### JOB
Please rewrite every line of the rows below as a Markdown table with the columns Nr and Line, numbering the lines in order and skipping any blank ones. Leave the pictures out of your answer.

### GIVEN INFORMATION
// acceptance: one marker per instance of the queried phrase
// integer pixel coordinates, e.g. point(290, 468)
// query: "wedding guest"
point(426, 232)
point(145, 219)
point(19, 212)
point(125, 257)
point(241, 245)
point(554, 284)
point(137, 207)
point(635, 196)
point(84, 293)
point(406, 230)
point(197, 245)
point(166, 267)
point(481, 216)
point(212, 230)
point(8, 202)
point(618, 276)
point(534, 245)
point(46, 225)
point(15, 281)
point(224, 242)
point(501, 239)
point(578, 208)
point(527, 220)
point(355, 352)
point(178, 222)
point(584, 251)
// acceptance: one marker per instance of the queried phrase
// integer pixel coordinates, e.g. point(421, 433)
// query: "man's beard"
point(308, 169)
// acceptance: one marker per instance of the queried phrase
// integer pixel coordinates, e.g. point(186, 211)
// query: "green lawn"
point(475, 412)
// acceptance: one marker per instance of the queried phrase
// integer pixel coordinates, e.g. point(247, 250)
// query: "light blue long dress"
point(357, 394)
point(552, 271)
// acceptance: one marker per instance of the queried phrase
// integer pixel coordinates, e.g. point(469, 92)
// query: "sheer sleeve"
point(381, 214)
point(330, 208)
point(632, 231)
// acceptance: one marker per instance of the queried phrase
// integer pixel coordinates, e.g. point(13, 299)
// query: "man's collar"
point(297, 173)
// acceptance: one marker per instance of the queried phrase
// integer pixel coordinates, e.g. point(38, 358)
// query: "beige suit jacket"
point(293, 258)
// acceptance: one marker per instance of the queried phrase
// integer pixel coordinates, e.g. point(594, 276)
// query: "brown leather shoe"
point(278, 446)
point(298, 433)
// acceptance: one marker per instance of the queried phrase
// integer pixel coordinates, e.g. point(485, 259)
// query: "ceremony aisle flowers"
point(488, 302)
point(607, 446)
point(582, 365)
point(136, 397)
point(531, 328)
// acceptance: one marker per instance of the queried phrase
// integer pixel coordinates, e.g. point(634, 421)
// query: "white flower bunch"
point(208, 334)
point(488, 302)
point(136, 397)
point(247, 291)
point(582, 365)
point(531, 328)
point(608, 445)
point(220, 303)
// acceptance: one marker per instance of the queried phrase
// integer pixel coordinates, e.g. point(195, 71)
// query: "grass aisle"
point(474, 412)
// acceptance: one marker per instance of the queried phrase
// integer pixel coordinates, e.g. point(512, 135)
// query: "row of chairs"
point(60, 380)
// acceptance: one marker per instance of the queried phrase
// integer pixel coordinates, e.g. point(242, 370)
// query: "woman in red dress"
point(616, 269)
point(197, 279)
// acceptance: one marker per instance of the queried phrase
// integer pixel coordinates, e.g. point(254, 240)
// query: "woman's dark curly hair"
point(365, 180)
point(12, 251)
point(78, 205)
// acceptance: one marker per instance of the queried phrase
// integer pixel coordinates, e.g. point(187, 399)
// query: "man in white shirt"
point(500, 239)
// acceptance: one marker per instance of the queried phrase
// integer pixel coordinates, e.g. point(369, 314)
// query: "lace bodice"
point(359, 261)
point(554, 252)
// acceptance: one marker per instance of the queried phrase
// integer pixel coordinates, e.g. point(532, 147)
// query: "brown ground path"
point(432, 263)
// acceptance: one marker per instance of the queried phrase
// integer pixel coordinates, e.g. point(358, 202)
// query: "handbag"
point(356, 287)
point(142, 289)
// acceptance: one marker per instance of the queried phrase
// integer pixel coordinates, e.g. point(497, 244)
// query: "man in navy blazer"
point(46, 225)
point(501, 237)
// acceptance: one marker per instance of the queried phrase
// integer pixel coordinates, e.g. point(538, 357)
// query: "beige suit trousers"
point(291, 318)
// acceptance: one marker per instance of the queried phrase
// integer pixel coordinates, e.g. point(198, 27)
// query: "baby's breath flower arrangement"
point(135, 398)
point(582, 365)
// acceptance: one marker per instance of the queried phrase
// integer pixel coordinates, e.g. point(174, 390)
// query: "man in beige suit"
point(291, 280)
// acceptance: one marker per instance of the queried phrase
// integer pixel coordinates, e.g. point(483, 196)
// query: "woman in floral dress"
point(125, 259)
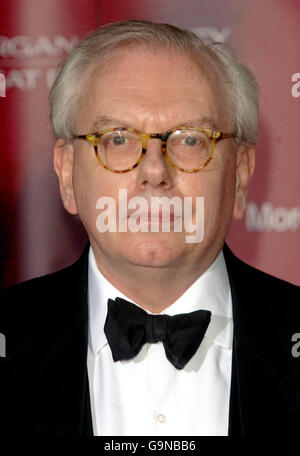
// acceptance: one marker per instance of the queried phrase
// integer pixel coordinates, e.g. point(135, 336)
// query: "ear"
point(63, 165)
point(244, 171)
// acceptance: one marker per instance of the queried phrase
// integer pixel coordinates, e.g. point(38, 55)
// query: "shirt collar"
point(211, 291)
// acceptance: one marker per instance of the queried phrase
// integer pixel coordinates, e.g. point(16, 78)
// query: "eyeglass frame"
point(213, 135)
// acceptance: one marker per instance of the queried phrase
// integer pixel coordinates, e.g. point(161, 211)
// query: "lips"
point(157, 217)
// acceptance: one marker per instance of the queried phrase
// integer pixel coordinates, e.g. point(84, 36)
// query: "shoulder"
point(270, 296)
point(249, 276)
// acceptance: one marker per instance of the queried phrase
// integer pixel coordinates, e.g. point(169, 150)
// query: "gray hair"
point(240, 85)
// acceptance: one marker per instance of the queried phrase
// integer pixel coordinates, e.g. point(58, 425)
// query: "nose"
point(154, 170)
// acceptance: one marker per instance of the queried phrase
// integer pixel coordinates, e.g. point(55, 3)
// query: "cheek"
point(86, 185)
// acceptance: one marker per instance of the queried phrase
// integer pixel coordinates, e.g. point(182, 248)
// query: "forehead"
point(147, 88)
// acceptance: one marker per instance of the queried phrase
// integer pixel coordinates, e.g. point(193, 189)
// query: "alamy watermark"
point(2, 85)
point(159, 214)
point(2, 346)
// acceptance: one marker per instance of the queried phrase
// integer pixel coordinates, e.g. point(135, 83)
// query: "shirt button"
point(161, 418)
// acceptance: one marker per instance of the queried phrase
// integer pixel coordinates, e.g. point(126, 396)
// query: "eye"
point(190, 141)
point(118, 140)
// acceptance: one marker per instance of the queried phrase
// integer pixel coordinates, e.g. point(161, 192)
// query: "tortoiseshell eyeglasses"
point(188, 149)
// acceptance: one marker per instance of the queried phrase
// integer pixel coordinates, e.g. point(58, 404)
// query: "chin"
point(156, 251)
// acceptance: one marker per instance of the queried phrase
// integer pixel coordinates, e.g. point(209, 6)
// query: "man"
point(150, 110)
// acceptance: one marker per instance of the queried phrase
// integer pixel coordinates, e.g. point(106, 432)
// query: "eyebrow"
point(106, 122)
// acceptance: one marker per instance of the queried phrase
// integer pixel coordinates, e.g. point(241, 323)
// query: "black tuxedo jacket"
point(44, 386)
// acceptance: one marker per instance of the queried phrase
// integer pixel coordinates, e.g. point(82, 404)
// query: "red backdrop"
point(36, 235)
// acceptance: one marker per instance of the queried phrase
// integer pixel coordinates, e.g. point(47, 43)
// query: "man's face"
point(154, 92)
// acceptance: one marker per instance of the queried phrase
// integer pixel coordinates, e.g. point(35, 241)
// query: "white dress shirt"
point(147, 395)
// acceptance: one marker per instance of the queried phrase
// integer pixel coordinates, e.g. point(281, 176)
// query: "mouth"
point(156, 217)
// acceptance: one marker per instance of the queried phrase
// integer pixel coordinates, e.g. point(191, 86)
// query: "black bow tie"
point(128, 328)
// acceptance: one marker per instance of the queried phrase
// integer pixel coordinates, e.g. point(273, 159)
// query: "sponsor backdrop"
point(36, 235)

### RESPONSE
| Nr | Line |
|---|---|
| 1 | // acceptance: one marker per instance of the queried phrase |
| 2 | // integer pixel coordinates, e.g. point(290, 468) |
| 3 | // query: "wedding guest" |
| 4 | point(426, 232) |
| 5 | point(145, 219) |
| 6 | point(19, 212) |
| 7 | point(125, 257) |
| 8 | point(241, 245) |
| 9 | point(554, 284) |
| 10 | point(137, 207) |
| 11 | point(635, 196) |
| 12 | point(84, 293) |
| 13 | point(406, 230) |
| 14 | point(197, 245) |
| 15 | point(166, 267) |
| 16 | point(481, 216) |
| 17 | point(212, 230) |
| 18 | point(8, 202) |
| 19 | point(618, 276) |
| 20 | point(534, 245) |
| 21 | point(46, 225) |
| 22 | point(15, 281) |
| 23 | point(224, 242) |
| 24 | point(501, 239) |
| 25 | point(578, 208) |
| 26 | point(527, 220) |
| 27 | point(355, 352) |
| 28 | point(178, 222) |
| 29 | point(584, 251) |
| 30 | // acceptance: one marker per instance of the queried phrase |
| 31 | // integer pixel coordinates, e.g. point(421, 433) |
| 32 | // query: "man's beard" |
| 33 | point(308, 169) |
| 34 | // acceptance: one marker per instance of the queried phrase |
| 35 | // integer pixel coordinates, e.g. point(186, 211) |
| 36 | // query: "green lawn" |
| 37 | point(475, 412) |
| 38 | // acceptance: one marker per instance of the queried phrase |
| 39 | // integer pixel coordinates, e.g. point(247, 250) |
| 40 | // query: "light blue long dress" |
| 41 | point(357, 394) |
| 42 | point(552, 271) |
| 43 | // acceptance: one marker per instance of the queried phrase |
| 44 | // integer pixel coordinates, e.g. point(469, 92) |
| 45 | // query: "sheer sleeve" |
| 46 | point(381, 214) |
| 47 | point(330, 208) |
| 48 | point(632, 231) |
| 49 | // acceptance: one marker per instance of the queried phrase |
| 50 | // integer pixel coordinates, e.g. point(13, 299) |
| 51 | // query: "man's collar" |
| 52 | point(297, 173) |
| 53 | // acceptance: one marker per instance of the queried phrase |
| 54 | // integer pixel coordinates, e.g. point(38, 358) |
| 55 | // query: "beige suit jacket" |
| 56 | point(293, 258) |
| 57 | // acceptance: one marker per instance of the queried phrase |
| 58 | // integer pixel coordinates, e.g. point(594, 276) |
| 59 | // query: "brown leather shoe" |
| 60 | point(278, 446) |
| 61 | point(298, 433) |
| 62 | // acceptance: one marker per instance of the queried phrase |
| 63 | // integer pixel coordinates, e.g. point(485, 259) |
| 64 | // query: "ceremony aisle flowers" |
| 65 | point(488, 302) |
| 66 | point(607, 446) |
| 67 | point(582, 365) |
| 68 | point(136, 397) |
| 69 | point(531, 328) |
| 70 | // acceptance: one marker per instance of the queried phrase |
| 71 | // integer pixel coordinates, e.g. point(634, 421) |
| 72 | // query: "white flower bunch" |
| 73 | point(208, 334) |
| 74 | point(488, 302) |
| 75 | point(136, 397) |
| 76 | point(247, 291) |
| 77 | point(582, 365) |
| 78 | point(531, 328) |
| 79 | point(608, 445) |
| 80 | point(220, 303) |
| 81 | // acceptance: one marker per instance of the queried phrase |
| 82 | // integer pixel coordinates, e.g. point(195, 71) |
| 83 | // query: "grass aisle" |
| 84 | point(474, 412) |
| 85 | // acceptance: one marker per instance of the queried phrase |
| 86 | // integer pixel coordinates, e.g. point(512, 135) |
| 87 | // query: "row of chairs" |
| 88 | point(60, 380) |
| 89 | // acceptance: one marker per instance of the queried phrase |
| 90 | // integer pixel coordinates, e.g. point(242, 370) |
| 91 | // query: "woman in red dress" |
| 92 | point(616, 269) |
| 93 | point(197, 279) |
| 94 | // acceptance: one marker per instance of the queried phrase |
| 95 | // integer pixel coordinates, e.g. point(254, 240) |
| 96 | // query: "woman's dark curly hair" |
| 97 | point(365, 180) |
| 98 | point(12, 251) |
| 99 | point(78, 205) |
| 100 | // acceptance: one marker per instance of the queried phrase |
| 101 | // integer pixel coordinates, e.g. point(187, 399) |
| 102 | // query: "man in white shirt" |
| 103 | point(500, 239) |
| 104 | // acceptance: one marker per instance of the queried phrase |
| 105 | // integer pixel coordinates, e.g. point(369, 314) |
| 106 | // query: "lace bodice" |
| 107 | point(359, 261) |
| 108 | point(554, 252) |
| 109 | // acceptance: one marker per instance of the queried phrase |
| 110 | // integer pixel coordinates, e.g. point(532, 147) |
| 111 | // query: "brown ground path" |
| 112 | point(432, 263) |
| 113 | // acceptance: one marker per instance of the queried phrase |
| 114 | // integer pixel coordinates, e.g. point(358, 202) |
| 115 | // query: "handbag" |
| 116 | point(356, 287) |
| 117 | point(142, 289) |
| 118 | // acceptance: one marker per instance of the queried phrase |
| 119 | // integer pixel coordinates, e.g. point(497, 244) |
| 120 | // query: "man in navy blazer" |
| 121 | point(46, 225) |
| 122 | point(501, 237) |
| 123 | // acceptance: one marker per instance of the queried phrase |
| 124 | // integer pixel coordinates, e.g. point(538, 357) |
| 125 | // query: "beige suit trousers" |
| 126 | point(291, 318) |
| 127 | // acceptance: one marker per instance of the queried phrase |
| 128 | // integer pixel coordinates, e.g. point(198, 27) |
| 129 | // query: "baby's breath flower arrangement" |
| 130 | point(135, 398) |
| 131 | point(582, 365) |
| 132 | // acceptance: one marker per instance of the queried phrase |
| 133 | // integer pixel coordinates, e.g. point(174, 390) |
| 134 | // query: "man in beige suit" |
| 135 | point(291, 280) |
| 136 | // acceptance: one marker per instance of the queried phrase |
| 137 | // integer pixel coordinates, e.g. point(483, 196) |
| 138 | // query: "woman in floral dress" |
| 139 | point(125, 259) |
| 140 | // acceptance: one marker per instance of the queried phrase |
| 141 | // integer pixel coordinates, e.g. point(135, 336) |
| 142 | // query: "ear" |
| 143 | point(63, 165) |
| 144 | point(244, 171) |
| 145 | // acceptance: one marker per instance of the queried phrase |
| 146 | // integer pixel coordinates, e.g. point(38, 55) |
| 147 | // query: "shirt collar" |
| 148 | point(211, 291) |
| 149 | // acceptance: one marker per instance of the queried phrase |
| 150 | // integer pixel coordinates, e.g. point(16, 78) |
| 151 | // query: "eyeglass frame" |
| 152 | point(213, 135) |
| 153 | // acceptance: one marker per instance of the queried phrase |
| 154 | // integer pixel coordinates, e.g. point(161, 211) |
| 155 | // query: "lips" |
| 156 | point(157, 217) |
| 157 | // acceptance: one marker per instance of the queried phrase |
| 158 | // integer pixel coordinates, e.g. point(84, 36) |
| 159 | // query: "shoulder" |
| 160 | point(270, 296) |
| 161 | point(249, 276) |
| 162 | // acceptance: one marker per instance of the queried phrase |
| 163 | // integer pixel coordinates, e.g. point(169, 150) |
| 164 | // query: "gray hair" |
| 165 | point(240, 85) |
| 166 | // acceptance: one marker per instance of the queried phrase |
| 167 | // integer pixel coordinates, e.g. point(58, 425) |
| 168 | // query: "nose" |
| 169 | point(154, 170) |
| 170 | // acceptance: one marker per instance of the queried phrase |
| 171 | // integer pixel coordinates, e.g. point(55, 3) |
| 172 | // query: "cheek" |
| 173 | point(86, 185) |
| 174 | // acceptance: one marker per instance of the queried phrase |
| 175 | // integer pixel coordinates, e.g. point(182, 248) |
| 176 | // query: "forehead" |
| 177 | point(147, 88) |
| 178 | // acceptance: one marker per instance of the queried phrase |
| 179 | // integer pixel coordinates, e.g. point(193, 189) |
| 180 | // query: "alamy watermark" |
| 181 | point(2, 85) |
| 182 | point(159, 214) |
| 183 | point(2, 346) |
| 184 | // acceptance: one marker per instance of the queried phrase |
| 185 | // integer pixel coordinates, e.g. point(135, 83) |
| 186 | // query: "shirt button" |
| 187 | point(161, 418) |
| 188 | // acceptance: one marker per instance of the queried phrase |
| 189 | // integer pixel coordinates, e.g. point(126, 396) |
| 190 | // query: "eye" |
| 191 | point(190, 141) |
| 192 | point(118, 140) |
| 193 | // acceptance: one marker per instance of the queried phrase |
| 194 | // integer pixel coordinates, e.g. point(161, 192) |
| 195 | // query: "tortoiseshell eyeglasses" |
| 196 | point(188, 149) |
| 197 | // acceptance: one marker per instance of the queried phrase |
| 198 | // integer pixel coordinates, e.g. point(58, 404) |
| 199 | // query: "chin" |
| 200 | point(156, 251) |
| 201 | // acceptance: one marker per instance of the queried phrase |
| 202 | // integer pixel coordinates, e.g. point(209, 6) |
| 203 | // query: "man" |
| 204 | point(150, 110) |
| 205 | // acceptance: one marker per instance of the queried phrase |
| 206 | // integer pixel coordinates, e.g. point(106, 432) |
| 207 | // query: "eyebrow" |
| 208 | point(106, 122) |
| 209 | // acceptance: one marker per instance of the queried phrase |
| 210 | // integer pixel coordinates, e.g. point(241, 323) |
| 211 | // query: "black tuxedo jacket" |
| 212 | point(44, 386) |
| 213 | // acceptance: one marker per instance of the queried phrase |
| 214 | // integer pixel coordinates, e.g. point(82, 404) |
| 215 | // query: "red backdrop" |
| 216 | point(36, 235) |
| 217 | // acceptance: one marker per instance of the queried phrase |
| 218 | // integer pixel coordinates, e.g. point(47, 43) |
| 219 | // query: "man's face" |
| 220 | point(154, 92) |
| 221 | // acceptance: one marker per instance of the queried phrase |
| 222 | // integer pixel coordinates, e.g. point(35, 241) |
| 223 | // query: "white dress shirt" |
| 224 | point(147, 395) |
| 225 | // acceptance: one marker per instance of the queried phrase |
| 226 | // integer pixel coordinates, e.g. point(281, 176) |
| 227 | // query: "mouth" |
| 228 | point(156, 217) |
| 229 | // acceptance: one marker per instance of the queried phrase |
| 230 | // integer pixel coordinates, e.g. point(191, 86) |
| 231 | // query: "black bow tie" |
| 232 | point(128, 328) |
| 233 | // acceptance: one marker per instance of the queried phrase |
| 234 | // integer pixel coordinates, e.g. point(273, 159) |
| 235 | // query: "sponsor backdrop" |
| 236 | point(36, 235) |